↓

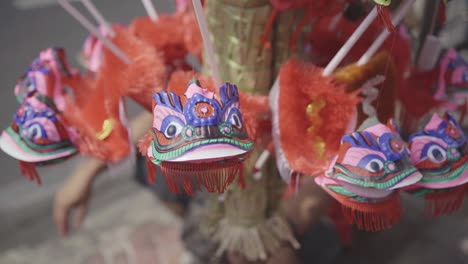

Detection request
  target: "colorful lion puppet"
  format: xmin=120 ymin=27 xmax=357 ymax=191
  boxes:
xmin=0 ymin=48 xmax=79 ymax=184
xmin=409 ymin=113 xmax=468 ymax=216
xmin=270 ymin=59 xmax=360 ymax=185
xmin=140 ymin=73 xmax=253 ymax=195
xmin=316 ymin=118 xmax=422 ymax=231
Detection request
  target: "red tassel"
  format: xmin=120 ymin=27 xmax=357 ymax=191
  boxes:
xmin=424 ymin=185 xmax=466 ymax=217
xmin=161 ymin=159 xmax=245 ymax=195
xmin=327 ymin=201 xmax=353 ymax=247
xmin=377 ymin=5 xmax=396 ymax=33
xmin=19 ymin=161 xmax=42 ymax=185
xmin=328 ymin=191 xmax=403 ymax=232
xmin=146 ymin=158 xmax=156 ymax=184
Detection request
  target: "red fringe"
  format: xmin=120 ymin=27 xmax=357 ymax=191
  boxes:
xmin=424 ymin=185 xmax=466 ymax=217
xmin=339 ymin=192 xmax=403 ymax=232
xmin=327 ymin=201 xmax=353 ymax=247
xmin=19 ymin=161 xmax=42 ymax=185
xmin=377 ymin=5 xmax=396 ymax=34
xmin=146 ymin=157 xmax=156 ymax=184
xmin=161 ymin=159 xmax=245 ymax=196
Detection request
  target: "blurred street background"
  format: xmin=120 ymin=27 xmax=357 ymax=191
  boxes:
xmin=0 ymin=0 xmax=468 ymax=264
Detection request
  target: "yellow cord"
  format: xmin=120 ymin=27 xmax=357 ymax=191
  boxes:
xmin=96 ymin=118 xmax=115 ymax=141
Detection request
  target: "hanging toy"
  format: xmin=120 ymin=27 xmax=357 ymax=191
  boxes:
xmin=129 ymin=2 xmax=203 ymax=72
xmin=140 ymin=76 xmax=253 ymax=195
xmin=399 ymin=50 xmax=468 ymax=132
xmin=374 ymin=0 xmax=396 ymax=33
xmin=0 ymin=48 xmax=79 ymax=184
xmin=334 ymin=52 xmax=397 ymax=124
xmin=408 ymin=113 xmax=468 ymax=216
xmin=270 ymin=59 xmax=359 ymax=186
xmin=78 ymin=26 xmax=115 ymax=73
xmin=315 ymin=118 xmax=422 ymax=231
xmin=434 ymin=49 xmax=468 ymax=126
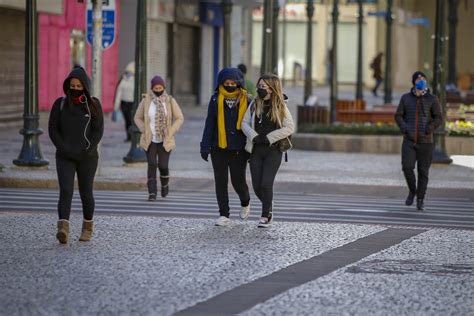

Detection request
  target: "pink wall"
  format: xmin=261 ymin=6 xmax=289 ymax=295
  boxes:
xmin=38 ymin=0 xmax=120 ymax=112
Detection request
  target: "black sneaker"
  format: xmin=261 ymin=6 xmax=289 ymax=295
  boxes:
xmin=257 ymin=213 xmax=273 ymax=228
xmin=161 ymin=184 xmax=170 ymax=197
xmin=416 ymin=199 xmax=425 ymax=211
xmin=405 ymin=192 xmax=415 ymax=206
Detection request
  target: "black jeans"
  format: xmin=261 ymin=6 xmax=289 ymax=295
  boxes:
xmin=120 ymin=101 xmax=133 ymax=140
xmin=146 ymin=142 xmax=171 ymax=194
xmin=56 ymin=156 xmax=99 ymax=220
xmin=402 ymin=140 xmax=433 ymax=199
xmin=211 ymin=149 xmax=250 ymax=217
xmin=250 ymin=145 xmax=282 ymax=217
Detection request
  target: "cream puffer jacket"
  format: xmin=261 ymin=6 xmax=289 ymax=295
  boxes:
xmin=134 ymin=91 xmax=184 ymax=152
xmin=242 ymin=101 xmax=295 ymax=153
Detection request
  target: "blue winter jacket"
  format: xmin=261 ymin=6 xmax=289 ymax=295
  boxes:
xmin=201 ymin=92 xmax=250 ymax=153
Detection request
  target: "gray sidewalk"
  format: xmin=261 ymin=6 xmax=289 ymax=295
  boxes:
xmin=0 ymin=87 xmax=474 ymax=190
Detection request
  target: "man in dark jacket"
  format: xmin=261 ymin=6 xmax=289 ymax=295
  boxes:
xmin=395 ymin=71 xmax=443 ymax=211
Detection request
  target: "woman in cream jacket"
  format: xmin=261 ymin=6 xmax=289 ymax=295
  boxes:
xmin=242 ymin=74 xmax=294 ymax=228
xmin=134 ymin=76 xmax=184 ymax=201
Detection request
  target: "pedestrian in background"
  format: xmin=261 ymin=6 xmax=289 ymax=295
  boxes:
xmin=48 ymin=67 xmax=104 ymax=244
xmin=395 ymin=71 xmax=443 ymax=211
xmin=237 ymin=64 xmax=257 ymax=98
xmin=114 ymin=62 xmax=135 ymax=142
xmin=370 ymin=53 xmax=383 ymax=96
xmin=201 ymin=68 xmax=250 ymax=226
xmin=242 ymin=74 xmax=294 ymax=228
xmin=135 ymin=76 xmax=184 ymax=201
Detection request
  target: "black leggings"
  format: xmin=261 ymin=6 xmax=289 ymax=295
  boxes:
xmin=56 ymin=156 xmax=99 ymax=220
xmin=250 ymin=145 xmax=282 ymax=217
xmin=211 ymin=149 xmax=250 ymax=217
xmin=146 ymin=142 xmax=171 ymax=194
xmin=402 ymin=140 xmax=433 ymax=199
xmin=120 ymin=101 xmax=133 ymax=139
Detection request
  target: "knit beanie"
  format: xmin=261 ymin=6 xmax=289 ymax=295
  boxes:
xmin=411 ymin=70 xmax=426 ymax=85
xmin=151 ymin=76 xmax=166 ymax=89
xmin=216 ymin=68 xmax=245 ymax=89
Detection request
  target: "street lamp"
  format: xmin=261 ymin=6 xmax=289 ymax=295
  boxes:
xmin=13 ymin=0 xmax=49 ymax=167
xmin=123 ymin=0 xmax=147 ymax=163
xmin=329 ymin=0 xmax=339 ymax=124
xmin=221 ymin=0 xmax=232 ymax=67
xmin=303 ymin=0 xmax=314 ymax=104
xmin=356 ymin=0 xmax=364 ymax=100
xmin=433 ymin=0 xmax=453 ymax=164
xmin=384 ymin=0 xmax=393 ymax=104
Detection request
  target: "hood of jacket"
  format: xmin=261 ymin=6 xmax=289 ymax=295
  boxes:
xmin=216 ymin=68 xmax=245 ymax=91
xmin=63 ymin=67 xmax=91 ymax=95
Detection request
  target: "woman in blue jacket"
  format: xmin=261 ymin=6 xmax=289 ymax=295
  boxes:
xmin=201 ymin=68 xmax=250 ymax=226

↑

Short task => Rewrite the records from their first line through the line containing "xmin=316 ymin=118 xmax=422 ymax=231", both included, with the requests kept and the pictures left out, multiplying every bounding-box coordinate by 1.2 and rounding to whole numbers with halves going up. Leave the numbers in the requests and their format samples unchanged.

Full response =>
Detection request
  target: "colorful lion puppet"
  format: xmin=120 ymin=27 xmax=357 ymax=191
  boxes:
xmin=0 ymin=58 xmax=95 ymax=221
xmin=491 ymin=136 xmax=562 ymax=259
xmin=324 ymin=71 xmax=432 ymax=222
xmin=168 ymin=88 xmax=304 ymax=234
xmin=379 ymin=142 xmax=506 ymax=277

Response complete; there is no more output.